In the gritty reality of South African life: local government is not some distant abstraction. It is the water tap that runs dry, the refuse that festers uncollected, the pothole that swallows a taxi, the streetlight that stays dark for months. Here, at the coalface of daily existence, the constitutional promise of redress collides with lived failures.
As Jean-Jacques Rousseau observed in The Social Contract, the legislative power is the heart of the state and the executive its brain. When either falters, the entire body politic risks collapse. In post-apartheid South Africa, municipalities function as both heart and frontline brain. When they fail, the democratic organism itself faces cardiac arrest.
The fuel behind voter participation
This is no rhetorical flourish. It is the lived experience of millions. And it raises a question we must confront with brutal and unflinching honesty: Does municipal governance performance inspire voter participation? Or does persistent failure accelerate political decay, breeding cynicism, apathy and democratic disengagement?
My core thesis is unambiguous: municipal governance performance does not inspire voter participation. On the contrary, audit failures, financial mismanagement, service-delivery collapse and the broader socio-economic malaise erode public trust, deepen disillusionment and drive declining electoral engagement.
Three interlocking realities sustain this claim.
First, the Auditor-General’s MFMA Consolidated General Reports paint an ugly picture of institutional frailty bordering on systemic collapse. In the 2023-24 financial year, only 41 of 257 municipalities – just 16% – achieved clean audits. This is a marginal uptick from 13% the previous year, yet the trajectory remains bleak. Between 2021 and 2024 alone, municipalities racked up R87.03-billion in irregular expenditure, R17.65-billion in fruitless and wasteful spending, and R81.59-billion in unauthorised expenditure.
Root causes are structural: 53% failed to investigate irregular spending, critical posts remain vacant, over-reliance on consultants is rife, and supply-chain non-compliance afflicts 83% of municipalities.

▸ **Data provided**
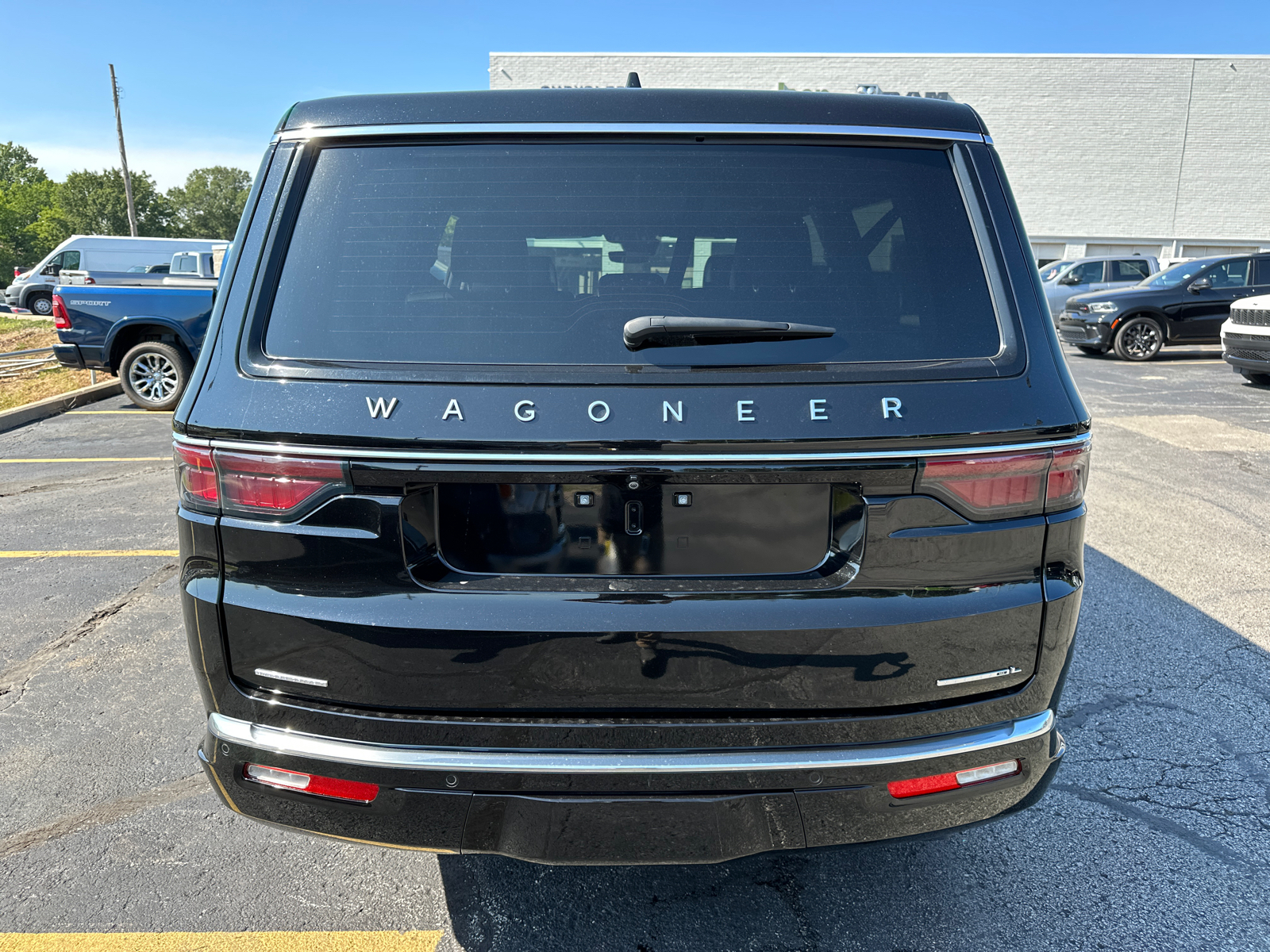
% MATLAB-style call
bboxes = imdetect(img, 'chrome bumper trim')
[273,122,987,142]
[207,711,1054,774]
[173,433,1090,466]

▸ **Task instructions**
Write out the part of the municipal governance text starting with "My core thesis" and going on through "declining electoral engagement.". Work only from the municipal governance text.

▸ **Response to the exercise**
My core thesis is unambiguous: municipal governance performance does not inspire voter participation. On the contrary, audit failures, financial mismanagement, service-delivery collapse and the broader socio-economic malaise erode public trust, deepen disillusionment and drive declining electoral engagement.